**PAGE EXCERPT:**
What Are Lost Languages?

A lost language is one that has no living speakers and for which the surviving records are fragmentary or entirely absent. Some lost languages are extinct but have known descendants—for example, Latin is the ancestor of the Romance languages, yet its older forms are well documented. Others are completely unknown, with no identifiable relatives and no Rosetta Stone to provide a key. These languages represent the hardest cases in historical linguistics. Among the most famous undeciphered scripts and languages are:

  • Linear A – the script of Minoan Crete (c. 1800–1450 BCE). Despite many attempts, it remains undeciphered, partly because the underlying language may not belong to any known family.
  • Harappan script (Indus Valley Civilization, c. 2600–1900 BCE) – found on thousands of tiny seals and pottery shards, but no bilingual inscription exists. The direction of writing is even debated.
  • Proto-Elamite – one of the oldest undeciphered writing systems, used in what is now Iran around 3100 BCE. It may have no connection to any later language.
  • Rongorongo – the mysterious script of Easter Island, inscribed on wooden tablets after the 13th century. Its origin and meaning are still hotly contested.
  • Meroitic – the language of the Kingdom of Kush (present-day Sudan). The script can be read phonetically, but the underlying language has few cognates and no full grammar.

Reconstructing such languages is far from an academic exercise. Every deciphered word illuminates ancient trade routes, religious beliefs, migrations, and cross-cultural contacts. For example, the decipherment of Linear B in the 1950s transformed our understanding of Mycenaean Greek society and revealed a bureaucratic and economic system that predates the Homeric epics by centuries. The same potential exists for other lost languages: once unlocked, they can help fill entire chapters of human history that currently remain blank.

**DATASET ENTRIES:**
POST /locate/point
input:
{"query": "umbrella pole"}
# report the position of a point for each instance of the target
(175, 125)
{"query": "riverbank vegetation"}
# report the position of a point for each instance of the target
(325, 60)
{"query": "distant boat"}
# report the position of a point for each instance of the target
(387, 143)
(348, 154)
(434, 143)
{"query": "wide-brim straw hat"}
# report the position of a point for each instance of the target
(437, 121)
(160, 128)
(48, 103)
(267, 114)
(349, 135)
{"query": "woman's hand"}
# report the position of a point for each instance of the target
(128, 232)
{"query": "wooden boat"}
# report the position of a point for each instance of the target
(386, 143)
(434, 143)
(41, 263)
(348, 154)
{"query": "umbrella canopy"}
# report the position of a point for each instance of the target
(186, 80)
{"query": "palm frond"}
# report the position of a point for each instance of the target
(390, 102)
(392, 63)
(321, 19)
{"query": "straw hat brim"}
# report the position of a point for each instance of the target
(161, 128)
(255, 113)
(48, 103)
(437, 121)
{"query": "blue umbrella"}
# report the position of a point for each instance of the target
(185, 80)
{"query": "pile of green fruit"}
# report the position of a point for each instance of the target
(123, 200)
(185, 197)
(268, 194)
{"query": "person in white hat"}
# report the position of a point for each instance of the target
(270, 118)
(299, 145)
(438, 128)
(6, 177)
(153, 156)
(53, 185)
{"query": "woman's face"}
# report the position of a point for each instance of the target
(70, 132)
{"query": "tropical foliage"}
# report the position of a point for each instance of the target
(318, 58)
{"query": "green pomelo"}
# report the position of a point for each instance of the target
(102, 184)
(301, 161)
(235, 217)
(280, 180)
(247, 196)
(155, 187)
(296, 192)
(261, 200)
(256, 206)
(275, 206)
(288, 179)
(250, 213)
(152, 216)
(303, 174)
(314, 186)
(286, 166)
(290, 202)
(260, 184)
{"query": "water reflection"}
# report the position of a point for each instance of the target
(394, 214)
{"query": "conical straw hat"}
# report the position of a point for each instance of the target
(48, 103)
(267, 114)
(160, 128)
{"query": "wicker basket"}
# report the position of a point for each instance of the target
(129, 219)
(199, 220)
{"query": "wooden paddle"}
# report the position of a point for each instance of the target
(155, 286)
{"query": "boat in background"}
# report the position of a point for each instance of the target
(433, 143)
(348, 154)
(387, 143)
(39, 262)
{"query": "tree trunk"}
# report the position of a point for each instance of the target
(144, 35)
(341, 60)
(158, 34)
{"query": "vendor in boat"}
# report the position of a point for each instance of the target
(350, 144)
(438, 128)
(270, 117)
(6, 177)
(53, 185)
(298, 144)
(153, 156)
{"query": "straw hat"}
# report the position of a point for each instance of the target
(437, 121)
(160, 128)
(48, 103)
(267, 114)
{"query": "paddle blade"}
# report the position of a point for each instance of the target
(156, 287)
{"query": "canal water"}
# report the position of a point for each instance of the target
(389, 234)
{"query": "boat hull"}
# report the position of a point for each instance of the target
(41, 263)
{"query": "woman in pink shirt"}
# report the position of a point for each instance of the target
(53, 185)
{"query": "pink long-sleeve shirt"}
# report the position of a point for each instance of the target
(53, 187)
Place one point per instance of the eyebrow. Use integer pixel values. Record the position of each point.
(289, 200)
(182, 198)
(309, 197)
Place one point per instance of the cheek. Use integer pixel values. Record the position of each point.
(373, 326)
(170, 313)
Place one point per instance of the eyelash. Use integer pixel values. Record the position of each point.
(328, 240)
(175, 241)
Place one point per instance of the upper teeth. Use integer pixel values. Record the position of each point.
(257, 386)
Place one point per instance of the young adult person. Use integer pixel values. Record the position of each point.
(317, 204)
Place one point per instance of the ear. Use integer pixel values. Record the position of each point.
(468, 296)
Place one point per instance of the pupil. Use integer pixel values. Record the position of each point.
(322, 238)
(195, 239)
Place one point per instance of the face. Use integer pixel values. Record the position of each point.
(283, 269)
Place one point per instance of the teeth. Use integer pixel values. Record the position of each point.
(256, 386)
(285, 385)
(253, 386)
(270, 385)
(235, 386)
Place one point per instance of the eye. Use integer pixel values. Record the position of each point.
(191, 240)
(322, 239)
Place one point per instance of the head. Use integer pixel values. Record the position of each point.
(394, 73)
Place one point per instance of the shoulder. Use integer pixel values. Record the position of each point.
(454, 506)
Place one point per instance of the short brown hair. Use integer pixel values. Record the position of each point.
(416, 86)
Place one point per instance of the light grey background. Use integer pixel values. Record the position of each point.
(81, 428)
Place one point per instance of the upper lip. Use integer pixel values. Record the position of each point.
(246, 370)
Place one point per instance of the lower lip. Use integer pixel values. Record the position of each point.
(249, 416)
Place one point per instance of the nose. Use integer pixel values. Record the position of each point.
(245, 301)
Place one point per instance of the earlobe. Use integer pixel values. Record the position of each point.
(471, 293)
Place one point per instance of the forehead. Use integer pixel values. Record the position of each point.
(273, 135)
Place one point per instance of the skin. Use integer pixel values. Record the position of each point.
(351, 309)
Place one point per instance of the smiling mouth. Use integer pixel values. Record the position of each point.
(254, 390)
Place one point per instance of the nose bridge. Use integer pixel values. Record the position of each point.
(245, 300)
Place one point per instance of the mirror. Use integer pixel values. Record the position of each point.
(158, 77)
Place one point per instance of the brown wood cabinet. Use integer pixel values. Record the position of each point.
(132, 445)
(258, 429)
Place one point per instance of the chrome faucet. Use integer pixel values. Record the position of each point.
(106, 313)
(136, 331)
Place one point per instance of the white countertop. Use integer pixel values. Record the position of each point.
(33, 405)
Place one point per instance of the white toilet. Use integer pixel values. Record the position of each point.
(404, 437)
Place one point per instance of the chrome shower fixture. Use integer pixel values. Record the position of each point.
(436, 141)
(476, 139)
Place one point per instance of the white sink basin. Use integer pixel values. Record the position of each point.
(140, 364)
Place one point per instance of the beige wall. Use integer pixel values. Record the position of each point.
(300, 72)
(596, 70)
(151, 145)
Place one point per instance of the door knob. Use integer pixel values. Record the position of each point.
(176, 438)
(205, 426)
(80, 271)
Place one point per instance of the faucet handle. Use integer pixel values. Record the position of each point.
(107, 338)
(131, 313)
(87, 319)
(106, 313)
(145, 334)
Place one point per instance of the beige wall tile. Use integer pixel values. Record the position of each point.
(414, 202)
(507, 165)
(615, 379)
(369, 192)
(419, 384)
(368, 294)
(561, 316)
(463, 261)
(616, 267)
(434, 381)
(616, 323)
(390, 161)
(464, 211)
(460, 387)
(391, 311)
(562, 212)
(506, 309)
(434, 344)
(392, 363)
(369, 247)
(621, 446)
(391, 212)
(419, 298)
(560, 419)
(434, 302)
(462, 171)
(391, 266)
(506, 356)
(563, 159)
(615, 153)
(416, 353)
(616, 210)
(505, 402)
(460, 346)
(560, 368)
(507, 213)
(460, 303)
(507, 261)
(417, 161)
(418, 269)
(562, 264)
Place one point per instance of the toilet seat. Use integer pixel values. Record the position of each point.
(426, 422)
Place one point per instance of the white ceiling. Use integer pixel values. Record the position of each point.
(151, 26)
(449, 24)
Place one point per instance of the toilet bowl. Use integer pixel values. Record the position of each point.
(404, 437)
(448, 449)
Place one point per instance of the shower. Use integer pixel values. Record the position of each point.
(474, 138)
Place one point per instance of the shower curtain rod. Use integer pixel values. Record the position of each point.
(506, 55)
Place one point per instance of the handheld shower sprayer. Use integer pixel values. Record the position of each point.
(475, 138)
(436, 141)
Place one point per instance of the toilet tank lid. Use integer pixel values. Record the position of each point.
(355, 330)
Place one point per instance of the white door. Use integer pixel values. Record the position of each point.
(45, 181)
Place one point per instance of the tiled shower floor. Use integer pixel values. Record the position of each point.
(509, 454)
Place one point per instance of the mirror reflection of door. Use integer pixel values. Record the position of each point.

**TASKS TO CARRY OUT:**
(1) Could you retype the lost languages text from "What Are Lost" to "any known family."?
(2) Can you rewrite the paragraph of the lost languages text that begins "Reconstructing such languages is far from" in a shorter form, keeping its main facts?

**FULL ANSWERS:**
(1)
What Are Lost Languages?

A lost language is one that has no living speakers and for which the surviving records are fragmentary or entirely absent. Some lost languages are extinct but have known descendants—for example, Latin is the ancestor of the Romance languages, yet its older forms are well documented. Others are completely unknown, with no identifiable relatives and no Rosetta Stone to provide a key. These languages represent the hardest cases in historical linguistics. Among the most famous undeciphered scripts and languages are:

  • Linear A – the script of Minoan Crete (c. 1800–1450 BCE). Despite many attempts, it remains undeciphered, partly because the underlying language may not belong to any known family.

(2) Reconstructing lost languages has real value: each deciphered word sheds light on ancient trade routes, religious beliefs, migrations, and cross-cultural contacts. The 1950s decipherment of Linear B, for instance, changed our understanding of Mycenaean Greek society and revealed a bureaucratic and economic system centuries older than the Homeric epics. Other lost languages, once unlocked, could likewise fill whole blank chapters of human history.